AUFGABENSTELLUNG:
Gib aus dem Text über die Urteile wegen Kinderpornografie den Teil wortgetreu wieder, der bei „Gentges nennt Gründe“ beginnt und bei „waren als 2020.“ endet.

ZITIERTER ABSCHNITT:
______________________________
Deutlich mehr Urteile wegen Kinderpornografie
In Baden-Württemberg gibt es immer mehr Gerichtsurteile wegen Kinderpornografie. Was sind die Hintergründe? Und warum ging die Zahl der Verurteilungen - über alle Deliktarten hinweg - zurück?

Die Zahl der Straftaten in Baden-Württemberg geht zurück. Dies hat zur Folge, dass auch die Gerichte immer weniger Urteile sprechen. Allerdings bereitet trotz des positiven Trends der Justiz ein Thema große Sorgen: Immer mehr Menschen im Land werden verurteilt, weil sie kinderpornografische Inhalte besitzen, kaufen oder verbreiten.
Die Südwest-Gerichte hatten im vergangenen Jahr in diesem Bereich 535 rechtskräftige Urteile gesprochen. Das ist eine Steigerung im Vergleich zum Jahr 2020 um über 40 Prozent. Damals waren es 382 Fälle.
Gentges nennt Gründe
Doch wie kommt diese Zunahme zustande? Baden-Württembergs Justizministerin Marion Gentges (CDU) nennt hierfür zwei zentrale Gründe: Zum einen hat die US-Nichtregierungsorganisation "National Center for Missing an Exploited Children" (NCMEC) im vergangenen Jahr mehr als 2800 Hinweise zu kinderpornografischen Fällen in Baden-Württemberg gegeben, was 1200 Fälle mehr waren als 2020.
______________________________
QUELLDATEN:
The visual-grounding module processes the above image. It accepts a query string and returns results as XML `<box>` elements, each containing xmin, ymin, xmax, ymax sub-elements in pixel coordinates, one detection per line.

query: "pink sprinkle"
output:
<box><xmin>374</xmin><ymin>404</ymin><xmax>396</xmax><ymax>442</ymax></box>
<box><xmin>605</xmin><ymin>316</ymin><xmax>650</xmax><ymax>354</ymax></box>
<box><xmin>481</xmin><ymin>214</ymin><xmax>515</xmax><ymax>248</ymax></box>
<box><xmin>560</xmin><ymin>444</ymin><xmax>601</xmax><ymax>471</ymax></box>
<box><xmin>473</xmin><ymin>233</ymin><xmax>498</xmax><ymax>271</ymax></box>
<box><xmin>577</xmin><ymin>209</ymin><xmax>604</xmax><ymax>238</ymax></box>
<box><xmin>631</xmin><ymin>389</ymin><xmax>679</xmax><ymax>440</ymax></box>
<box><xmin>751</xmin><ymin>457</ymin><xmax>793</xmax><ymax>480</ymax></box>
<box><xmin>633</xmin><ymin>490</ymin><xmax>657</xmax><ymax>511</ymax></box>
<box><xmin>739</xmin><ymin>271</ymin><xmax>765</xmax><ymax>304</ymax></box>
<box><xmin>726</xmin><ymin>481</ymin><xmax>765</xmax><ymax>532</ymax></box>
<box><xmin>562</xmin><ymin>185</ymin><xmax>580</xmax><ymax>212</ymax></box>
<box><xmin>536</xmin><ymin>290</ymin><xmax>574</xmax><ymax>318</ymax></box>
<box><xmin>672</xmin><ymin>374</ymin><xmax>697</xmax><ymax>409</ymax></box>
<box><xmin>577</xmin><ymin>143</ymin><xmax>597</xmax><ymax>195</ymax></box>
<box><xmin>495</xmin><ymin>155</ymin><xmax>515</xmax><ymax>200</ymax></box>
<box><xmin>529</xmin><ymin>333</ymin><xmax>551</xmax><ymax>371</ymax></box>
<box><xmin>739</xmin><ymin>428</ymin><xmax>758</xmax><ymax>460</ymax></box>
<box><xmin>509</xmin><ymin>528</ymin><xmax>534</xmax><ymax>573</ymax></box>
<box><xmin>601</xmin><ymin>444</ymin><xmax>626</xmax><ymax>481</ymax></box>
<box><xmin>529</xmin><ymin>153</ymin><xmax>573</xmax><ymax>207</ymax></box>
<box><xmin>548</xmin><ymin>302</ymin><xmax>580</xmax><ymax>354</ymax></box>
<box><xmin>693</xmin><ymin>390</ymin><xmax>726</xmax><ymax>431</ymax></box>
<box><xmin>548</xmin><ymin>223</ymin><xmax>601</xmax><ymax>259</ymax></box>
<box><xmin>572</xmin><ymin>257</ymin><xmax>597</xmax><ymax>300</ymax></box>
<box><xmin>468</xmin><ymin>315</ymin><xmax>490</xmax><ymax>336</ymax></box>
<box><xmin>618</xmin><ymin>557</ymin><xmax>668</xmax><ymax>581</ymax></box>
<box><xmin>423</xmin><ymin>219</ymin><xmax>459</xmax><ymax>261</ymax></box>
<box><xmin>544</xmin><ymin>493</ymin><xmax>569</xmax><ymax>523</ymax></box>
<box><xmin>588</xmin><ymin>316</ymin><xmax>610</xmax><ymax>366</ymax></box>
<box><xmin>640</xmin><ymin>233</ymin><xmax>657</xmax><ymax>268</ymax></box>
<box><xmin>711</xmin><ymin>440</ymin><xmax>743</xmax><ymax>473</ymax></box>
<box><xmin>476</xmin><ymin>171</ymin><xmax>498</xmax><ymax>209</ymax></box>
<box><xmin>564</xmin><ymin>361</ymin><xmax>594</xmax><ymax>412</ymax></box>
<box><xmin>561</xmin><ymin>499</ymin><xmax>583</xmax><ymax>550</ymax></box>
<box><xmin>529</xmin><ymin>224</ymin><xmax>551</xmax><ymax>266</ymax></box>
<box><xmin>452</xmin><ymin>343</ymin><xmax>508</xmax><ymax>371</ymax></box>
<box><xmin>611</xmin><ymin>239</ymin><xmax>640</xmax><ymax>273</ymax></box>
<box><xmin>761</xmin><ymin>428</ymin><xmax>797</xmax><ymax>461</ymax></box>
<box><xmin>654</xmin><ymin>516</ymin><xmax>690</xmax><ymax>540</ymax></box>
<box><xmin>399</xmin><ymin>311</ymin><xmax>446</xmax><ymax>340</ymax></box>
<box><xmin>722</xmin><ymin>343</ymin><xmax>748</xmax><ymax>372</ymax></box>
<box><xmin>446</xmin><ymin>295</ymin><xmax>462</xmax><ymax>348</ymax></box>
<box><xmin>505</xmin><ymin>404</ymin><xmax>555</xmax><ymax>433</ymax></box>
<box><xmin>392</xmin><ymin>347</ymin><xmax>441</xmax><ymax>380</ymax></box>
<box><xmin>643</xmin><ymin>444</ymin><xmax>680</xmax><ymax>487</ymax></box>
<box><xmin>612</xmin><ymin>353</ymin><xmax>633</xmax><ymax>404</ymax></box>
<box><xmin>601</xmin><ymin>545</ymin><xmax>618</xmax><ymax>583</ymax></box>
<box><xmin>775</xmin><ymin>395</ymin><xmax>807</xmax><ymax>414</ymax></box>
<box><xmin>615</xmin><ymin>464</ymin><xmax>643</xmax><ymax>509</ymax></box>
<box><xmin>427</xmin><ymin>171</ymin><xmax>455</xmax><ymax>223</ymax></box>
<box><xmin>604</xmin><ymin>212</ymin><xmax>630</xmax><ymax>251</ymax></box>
______________________________
LÖSUNG:
Gentges nennt Gründe
Doch wie kommt diese Zunahme zustande? Baden-Württembergs Justizministerin Marion Gentges (CDU) nennt hierfür zwei zentrale Gründe: Zum einen hat die US-Nichtregierungsorganisation "National Center for Missing an Exploited Children" (NCMEC) im vergangenen Jahr mehr als 2800 Hinweise zu kinderpornografischen Fällen in Baden-Württemberg gegeben, was 1200 Fälle mehr waren als 2020.